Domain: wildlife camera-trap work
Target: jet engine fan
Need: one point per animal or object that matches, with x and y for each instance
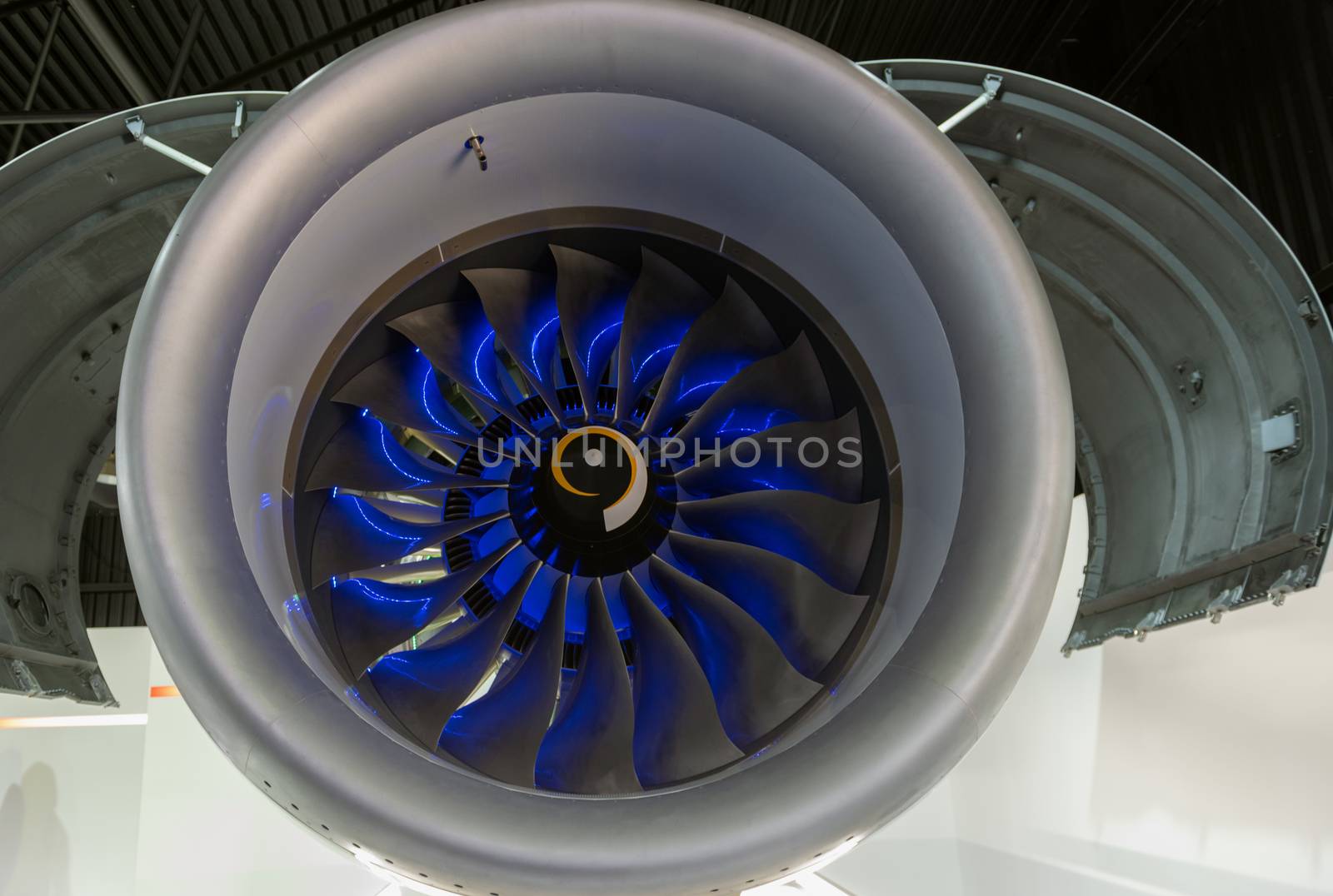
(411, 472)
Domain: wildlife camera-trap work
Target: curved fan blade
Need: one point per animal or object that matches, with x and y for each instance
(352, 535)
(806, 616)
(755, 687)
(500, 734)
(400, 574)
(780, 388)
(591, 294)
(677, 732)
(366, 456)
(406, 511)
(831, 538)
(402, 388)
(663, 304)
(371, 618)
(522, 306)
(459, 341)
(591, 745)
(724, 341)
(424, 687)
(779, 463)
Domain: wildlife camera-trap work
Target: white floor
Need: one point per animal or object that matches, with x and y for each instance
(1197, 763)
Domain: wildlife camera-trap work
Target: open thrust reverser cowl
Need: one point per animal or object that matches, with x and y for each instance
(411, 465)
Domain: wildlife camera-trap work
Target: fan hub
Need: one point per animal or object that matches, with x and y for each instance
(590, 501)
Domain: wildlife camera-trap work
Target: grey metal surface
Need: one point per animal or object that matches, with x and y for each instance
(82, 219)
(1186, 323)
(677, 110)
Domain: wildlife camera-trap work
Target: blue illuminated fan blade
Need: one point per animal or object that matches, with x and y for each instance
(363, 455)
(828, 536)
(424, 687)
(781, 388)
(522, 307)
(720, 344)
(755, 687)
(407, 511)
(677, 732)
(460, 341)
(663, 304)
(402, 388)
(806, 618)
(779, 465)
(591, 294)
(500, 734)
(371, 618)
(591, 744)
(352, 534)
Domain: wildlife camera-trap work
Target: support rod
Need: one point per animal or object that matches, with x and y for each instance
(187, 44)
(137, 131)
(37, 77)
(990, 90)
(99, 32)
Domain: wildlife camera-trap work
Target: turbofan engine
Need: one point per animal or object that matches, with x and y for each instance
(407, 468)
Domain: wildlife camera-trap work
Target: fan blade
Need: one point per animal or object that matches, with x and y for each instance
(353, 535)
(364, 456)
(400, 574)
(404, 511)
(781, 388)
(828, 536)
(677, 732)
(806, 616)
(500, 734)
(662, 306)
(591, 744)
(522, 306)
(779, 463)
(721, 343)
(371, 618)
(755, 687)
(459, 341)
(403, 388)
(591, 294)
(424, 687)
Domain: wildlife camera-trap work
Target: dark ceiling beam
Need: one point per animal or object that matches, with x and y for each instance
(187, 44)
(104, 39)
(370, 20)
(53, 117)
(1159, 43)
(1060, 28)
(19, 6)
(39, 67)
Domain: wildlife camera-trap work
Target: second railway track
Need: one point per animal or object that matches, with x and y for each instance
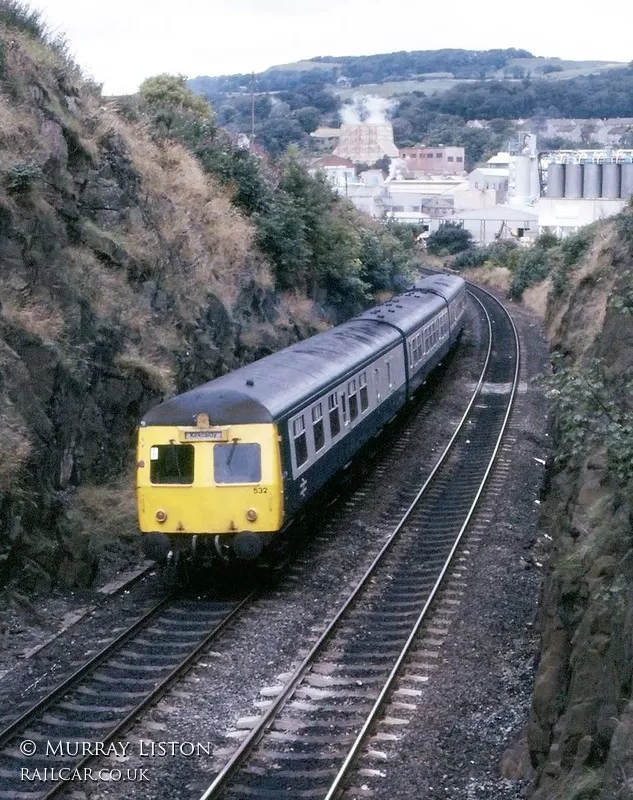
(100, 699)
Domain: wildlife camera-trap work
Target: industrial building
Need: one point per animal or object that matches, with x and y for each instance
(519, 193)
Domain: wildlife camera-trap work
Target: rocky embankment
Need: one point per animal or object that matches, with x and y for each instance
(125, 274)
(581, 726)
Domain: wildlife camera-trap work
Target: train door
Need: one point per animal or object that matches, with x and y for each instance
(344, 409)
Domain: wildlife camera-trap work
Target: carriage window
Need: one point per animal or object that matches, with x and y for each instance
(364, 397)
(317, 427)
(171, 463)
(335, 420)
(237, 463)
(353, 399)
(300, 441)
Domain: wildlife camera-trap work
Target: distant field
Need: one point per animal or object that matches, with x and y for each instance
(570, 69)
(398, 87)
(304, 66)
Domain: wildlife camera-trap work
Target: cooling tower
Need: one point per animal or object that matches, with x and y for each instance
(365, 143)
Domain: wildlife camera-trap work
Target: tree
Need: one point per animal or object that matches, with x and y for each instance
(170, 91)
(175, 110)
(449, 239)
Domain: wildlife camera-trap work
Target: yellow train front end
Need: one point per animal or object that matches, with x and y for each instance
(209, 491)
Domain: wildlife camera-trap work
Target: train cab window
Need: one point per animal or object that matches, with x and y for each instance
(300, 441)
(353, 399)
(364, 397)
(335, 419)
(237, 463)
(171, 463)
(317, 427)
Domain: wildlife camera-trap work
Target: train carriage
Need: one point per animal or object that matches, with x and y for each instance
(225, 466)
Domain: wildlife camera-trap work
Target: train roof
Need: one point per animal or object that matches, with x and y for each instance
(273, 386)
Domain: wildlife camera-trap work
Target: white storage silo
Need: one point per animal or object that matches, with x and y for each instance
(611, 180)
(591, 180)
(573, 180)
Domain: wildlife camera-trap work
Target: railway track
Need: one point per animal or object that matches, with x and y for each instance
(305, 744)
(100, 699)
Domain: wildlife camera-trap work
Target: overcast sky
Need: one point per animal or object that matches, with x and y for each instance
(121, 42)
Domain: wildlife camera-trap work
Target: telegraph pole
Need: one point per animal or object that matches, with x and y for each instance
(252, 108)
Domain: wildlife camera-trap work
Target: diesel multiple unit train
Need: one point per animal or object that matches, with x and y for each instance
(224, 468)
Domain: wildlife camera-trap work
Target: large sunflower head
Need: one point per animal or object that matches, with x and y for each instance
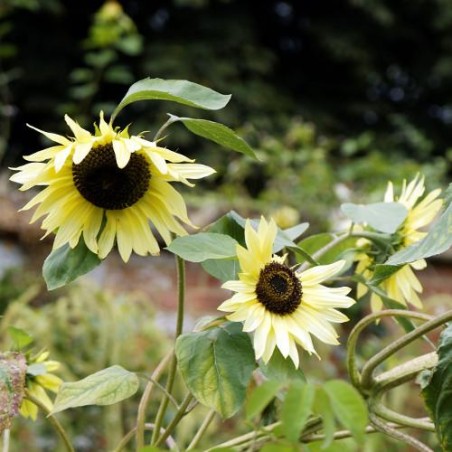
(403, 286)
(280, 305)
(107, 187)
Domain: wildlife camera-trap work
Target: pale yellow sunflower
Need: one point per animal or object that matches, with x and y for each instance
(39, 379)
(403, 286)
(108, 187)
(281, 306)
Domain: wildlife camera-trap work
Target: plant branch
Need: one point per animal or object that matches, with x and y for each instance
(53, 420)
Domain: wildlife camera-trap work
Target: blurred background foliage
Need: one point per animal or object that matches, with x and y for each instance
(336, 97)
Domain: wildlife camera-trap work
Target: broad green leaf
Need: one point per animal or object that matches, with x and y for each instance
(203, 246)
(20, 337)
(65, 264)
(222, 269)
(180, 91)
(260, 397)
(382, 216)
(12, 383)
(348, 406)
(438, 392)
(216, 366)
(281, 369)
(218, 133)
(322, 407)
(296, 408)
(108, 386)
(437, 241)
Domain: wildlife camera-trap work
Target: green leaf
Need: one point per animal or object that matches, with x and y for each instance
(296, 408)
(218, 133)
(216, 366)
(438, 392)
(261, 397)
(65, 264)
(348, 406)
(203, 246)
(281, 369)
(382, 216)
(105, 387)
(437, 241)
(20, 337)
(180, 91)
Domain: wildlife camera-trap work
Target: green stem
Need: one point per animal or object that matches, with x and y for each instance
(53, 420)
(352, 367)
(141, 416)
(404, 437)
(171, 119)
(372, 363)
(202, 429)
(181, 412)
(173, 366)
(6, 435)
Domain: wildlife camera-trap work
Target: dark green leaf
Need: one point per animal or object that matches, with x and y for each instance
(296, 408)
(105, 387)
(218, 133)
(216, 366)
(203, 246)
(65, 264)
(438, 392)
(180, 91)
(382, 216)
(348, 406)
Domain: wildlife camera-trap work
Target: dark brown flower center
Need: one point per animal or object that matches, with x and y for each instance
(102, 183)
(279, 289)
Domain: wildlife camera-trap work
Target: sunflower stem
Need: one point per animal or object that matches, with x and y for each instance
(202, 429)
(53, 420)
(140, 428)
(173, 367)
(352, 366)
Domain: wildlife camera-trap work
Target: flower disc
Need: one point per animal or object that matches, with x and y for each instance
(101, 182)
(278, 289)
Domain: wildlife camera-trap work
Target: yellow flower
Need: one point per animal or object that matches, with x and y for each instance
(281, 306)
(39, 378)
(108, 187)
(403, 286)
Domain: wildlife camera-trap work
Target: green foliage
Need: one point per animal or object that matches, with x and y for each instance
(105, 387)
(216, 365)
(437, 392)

GOAL:
Put every line from the start of the items through the line holding "(1197, 763)", both ends included, into a Markdown table with the columns Row and Content, numbering each row and skipping blank lines. Leave the pictures out of the table.

TASK RESPONSE:
| Row | Content |
|---|---|
| 1 | Domain: wildlife camera-trap work |
| 2 | Target: jet engine fan |
| 3 | Need: one point per animal or object that matches, with x and y for each instance |
| 4 | (411, 472) |
| 5 | Domain: wildlife camera-trap work |
| 6 | Target: curved fan blade |
| 7 | Need: one point per animal or object that matches, with x and y for each instance |
| 8 | (352, 535) |
| 9 | (806, 616) |
| 10 | (755, 687) |
| 11 | (500, 734) |
| 12 | (400, 574) |
| 13 | (780, 388) |
| 14 | (591, 294) |
| 15 | (677, 732) |
| 16 | (366, 456) |
| 17 | (406, 511) |
| 18 | (831, 538) |
| 19 | (402, 388) |
| 20 | (663, 304) |
| 21 | (371, 618) |
| 22 | (522, 306) |
| 23 | (459, 341) |
| 24 | (591, 745) |
| 25 | (724, 341) |
| 26 | (424, 687) |
| 27 | (779, 463) |
| 28 | Domain: wildlife camera-trap work |
| 29 | Target: white floor |
| 30 | Need: one point per animal or object that matches, with x and y for each instance |
| 31 | (1197, 763) |